* **Point localization data**:
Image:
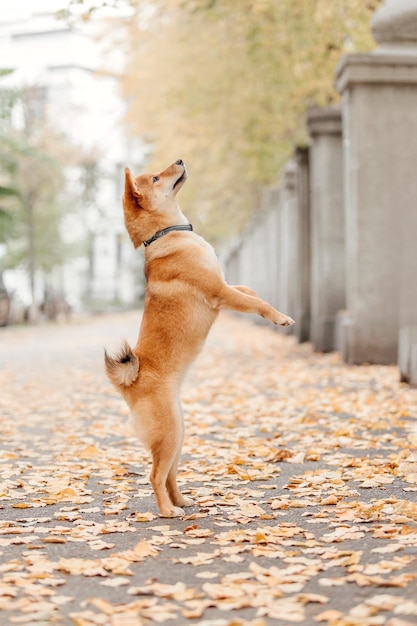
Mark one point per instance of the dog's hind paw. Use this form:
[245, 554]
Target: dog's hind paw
[185, 501]
[173, 511]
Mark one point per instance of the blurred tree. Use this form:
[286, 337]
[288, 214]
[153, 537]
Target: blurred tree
[7, 164]
[32, 160]
[225, 84]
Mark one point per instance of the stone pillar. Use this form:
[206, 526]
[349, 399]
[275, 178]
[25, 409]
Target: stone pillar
[327, 224]
[302, 295]
[288, 229]
[379, 92]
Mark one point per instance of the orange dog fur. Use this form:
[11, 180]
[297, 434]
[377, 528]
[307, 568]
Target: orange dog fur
[185, 291]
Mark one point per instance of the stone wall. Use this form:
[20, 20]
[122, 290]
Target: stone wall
[336, 247]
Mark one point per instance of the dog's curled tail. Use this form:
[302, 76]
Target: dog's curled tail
[122, 369]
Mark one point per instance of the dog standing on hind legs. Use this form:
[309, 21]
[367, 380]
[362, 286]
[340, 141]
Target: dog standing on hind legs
[185, 290]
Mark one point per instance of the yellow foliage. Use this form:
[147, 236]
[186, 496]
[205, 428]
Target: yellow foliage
[224, 85]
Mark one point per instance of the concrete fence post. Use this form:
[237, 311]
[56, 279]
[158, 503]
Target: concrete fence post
[288, 229]
[379, 99]
[302, 287]
[327, 224]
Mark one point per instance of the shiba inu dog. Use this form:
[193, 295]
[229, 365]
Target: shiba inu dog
[185, 290]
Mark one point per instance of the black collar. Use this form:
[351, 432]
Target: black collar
[165, 231]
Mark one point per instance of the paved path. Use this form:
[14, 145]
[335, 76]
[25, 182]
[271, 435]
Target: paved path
[304, 471]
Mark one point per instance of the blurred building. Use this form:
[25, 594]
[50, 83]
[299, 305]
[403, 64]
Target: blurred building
[74, 70]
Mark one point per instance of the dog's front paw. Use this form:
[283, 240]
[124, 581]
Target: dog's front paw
[172, 511]
[287, 321]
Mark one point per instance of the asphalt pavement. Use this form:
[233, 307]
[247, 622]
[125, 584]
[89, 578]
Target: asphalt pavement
[303, 470]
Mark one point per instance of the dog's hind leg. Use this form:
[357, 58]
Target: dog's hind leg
[177, 498]
[166, 453]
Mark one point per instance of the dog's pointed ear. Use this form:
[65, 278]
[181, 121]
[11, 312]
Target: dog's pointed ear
[132, 195]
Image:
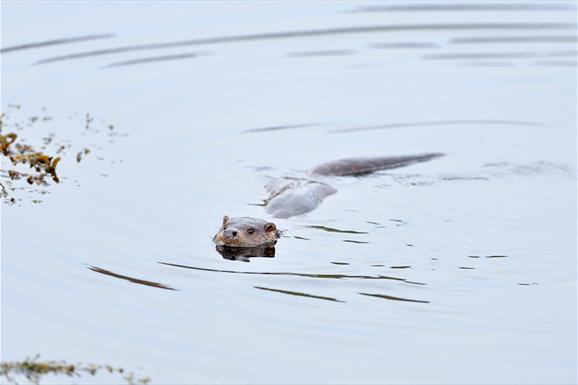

* **What the exercise asks**:
Each line of the data above should be reproduced without alteration, and no picture should appear in the copy.

* **Output**:
Image:
Mark one point per instance of the dog's hind paw. Use this form:
[245, 554]
Target: dog's hind paw
[185, 501]
[173, 511]
Mark one point per instance of the blurred tree. Use this form:
[286, 337]
[288, 214]
[153, 537]
Target: blurred tree
[7, 164]
[32, 160]
[225, 84]
Mark one point per instance of the stone pillar. Use this form:
[206, 526]
[349, 399]
[275, 178]
[25, 409]
Target: stone pillar
[327, 224]
[302, 295]
[288, 229]
[379, 92]
Mark one point per instance of the orange dog fur. Use this form:
[11, 180]
[297, 434]
[377, 528]
[307, 568]
Target: orange dog fur
[185, 291]
Mark one point per instance of the stone wall. Use this form:
[20, 20]
[122, 290]
Target: stone wall
[336, 247]
Mark one point per instance of the dog's curled tail. Use this form:
[302, 76]
Target: dog's curled tail
[122, 369]
Mark one point per instance of the dog standing on hind legs. Use this form:
[309, 21]
[367, 380]
[362, 286]
[340, 141]
Target: dog standing on hind legs
[185, 290]
Mark one point per instance of the yellow foliage. Use this form:
[147, 236]
[186, 496]
[205, 428]
Target: yellow foliage
[224, 85]
Mark one point per instance of the concrete fence post. Use this form:
[237, 311]
[56, 279]
[158, 503]
Target: concrete fence post
[288, 229]
[379, 99]
[302, 287]
[327, 224]
Mark one point per instance of the shiba inu dog. Use this form:
[193, 295]
[229, 365]
Target: shiba inu dog
[185, 290]
Mark one point per instance of the black collar. Use this form:
[351, 432]
Target: black collar
[165, 231]
Mark one point per instance of the paved path. Use this form:
[14, 145]
[335, 76]
[25, 182]
[271, 435]
Target: paved path
[304, 471]
Mark one point per instance of the blurred building. Use this form:
[25, 594]
[50, 83]
[299, 305]
[403, 64]
Target: blurred building
[74, 70]
Mark one point per instance of the dog's front paw. Use this form:
[283, 240]
[124, 581]
Target: dog's front paw
[172, 511]
[287, 321]
Mark one point per instance of the asphalt pavement. Use this form:
[233, 307]
[247, 622]
[125, 584]
[89, 578]
Target: asphalt pavement
[303, 470]
Mark one point per instance of the dog's hind leg. Use this form:
[357, 58]
Target: dog's hind leg
[177, 498]
[166, 453]
Mark one point per instance of the dog's pointed ear. Use this form:
[65, 278]
[181, 121]
[11, 312]
Target: dog's pointed ear
[132, 195]
Image:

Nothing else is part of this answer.